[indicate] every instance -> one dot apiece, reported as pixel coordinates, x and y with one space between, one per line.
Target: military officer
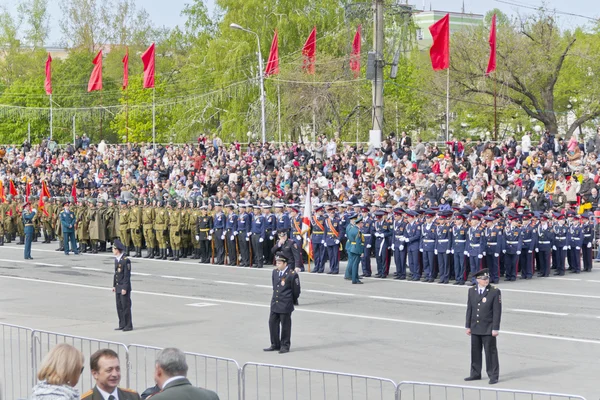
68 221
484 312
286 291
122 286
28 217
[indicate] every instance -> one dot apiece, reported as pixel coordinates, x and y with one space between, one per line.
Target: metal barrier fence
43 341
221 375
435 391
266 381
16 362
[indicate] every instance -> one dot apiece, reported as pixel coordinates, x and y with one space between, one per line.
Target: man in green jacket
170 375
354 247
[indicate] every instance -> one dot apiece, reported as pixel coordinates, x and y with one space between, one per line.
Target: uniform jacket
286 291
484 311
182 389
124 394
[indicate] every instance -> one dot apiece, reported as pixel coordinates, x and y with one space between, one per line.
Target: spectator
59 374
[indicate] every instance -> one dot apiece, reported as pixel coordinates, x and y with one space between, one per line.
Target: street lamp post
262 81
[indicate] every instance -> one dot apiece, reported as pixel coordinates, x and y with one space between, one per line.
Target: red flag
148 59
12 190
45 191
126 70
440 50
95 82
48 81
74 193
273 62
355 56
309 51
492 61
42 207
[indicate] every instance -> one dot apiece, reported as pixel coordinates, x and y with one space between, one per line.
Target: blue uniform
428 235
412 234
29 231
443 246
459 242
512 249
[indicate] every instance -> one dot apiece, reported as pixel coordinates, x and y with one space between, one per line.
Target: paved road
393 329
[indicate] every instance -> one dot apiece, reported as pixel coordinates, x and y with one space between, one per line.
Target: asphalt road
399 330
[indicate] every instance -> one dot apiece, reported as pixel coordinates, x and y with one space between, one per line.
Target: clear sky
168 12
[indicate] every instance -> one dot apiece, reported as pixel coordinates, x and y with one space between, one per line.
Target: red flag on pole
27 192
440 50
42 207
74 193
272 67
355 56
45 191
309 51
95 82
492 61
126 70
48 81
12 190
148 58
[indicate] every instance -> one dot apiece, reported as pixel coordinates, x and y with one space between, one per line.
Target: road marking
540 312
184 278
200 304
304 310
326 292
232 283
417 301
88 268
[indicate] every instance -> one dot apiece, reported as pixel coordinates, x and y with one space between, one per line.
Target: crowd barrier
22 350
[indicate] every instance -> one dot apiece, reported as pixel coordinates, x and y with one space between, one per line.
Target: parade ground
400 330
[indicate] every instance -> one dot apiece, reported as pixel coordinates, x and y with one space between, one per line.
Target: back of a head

^^^^

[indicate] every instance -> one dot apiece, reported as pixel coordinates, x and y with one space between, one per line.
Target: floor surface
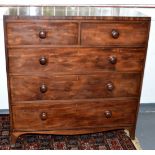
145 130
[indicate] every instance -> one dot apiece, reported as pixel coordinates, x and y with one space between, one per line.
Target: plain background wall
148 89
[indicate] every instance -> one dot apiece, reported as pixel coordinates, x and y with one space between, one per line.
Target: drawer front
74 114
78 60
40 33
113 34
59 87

^^^^

## EXERCISE DIRECTIONS
Give back, unchanged, the run of lines in the listing above that begins at the line containing "Target: road marking" and ends at the line containing "Target: back of a head", both included.

## SOLUTION
Target: road marking
540 312
184 278
200 304
304 310
326 292
232 283
417 301
88 268
[indicate] every instance -> one dot apiece, reported as pixel coordinates, x and y with one space between, one per line.
Target: crowd barrier
22 350
[indicate] every instance -> one dot apiece, reported as pixel coordinates, x and y with one space between, one per line.
Target: parade ground
400 330
[indicate] every instance -> one dot apiece, reported as pixel coordinates, x and y with one space between, one per line.
Target: back of a head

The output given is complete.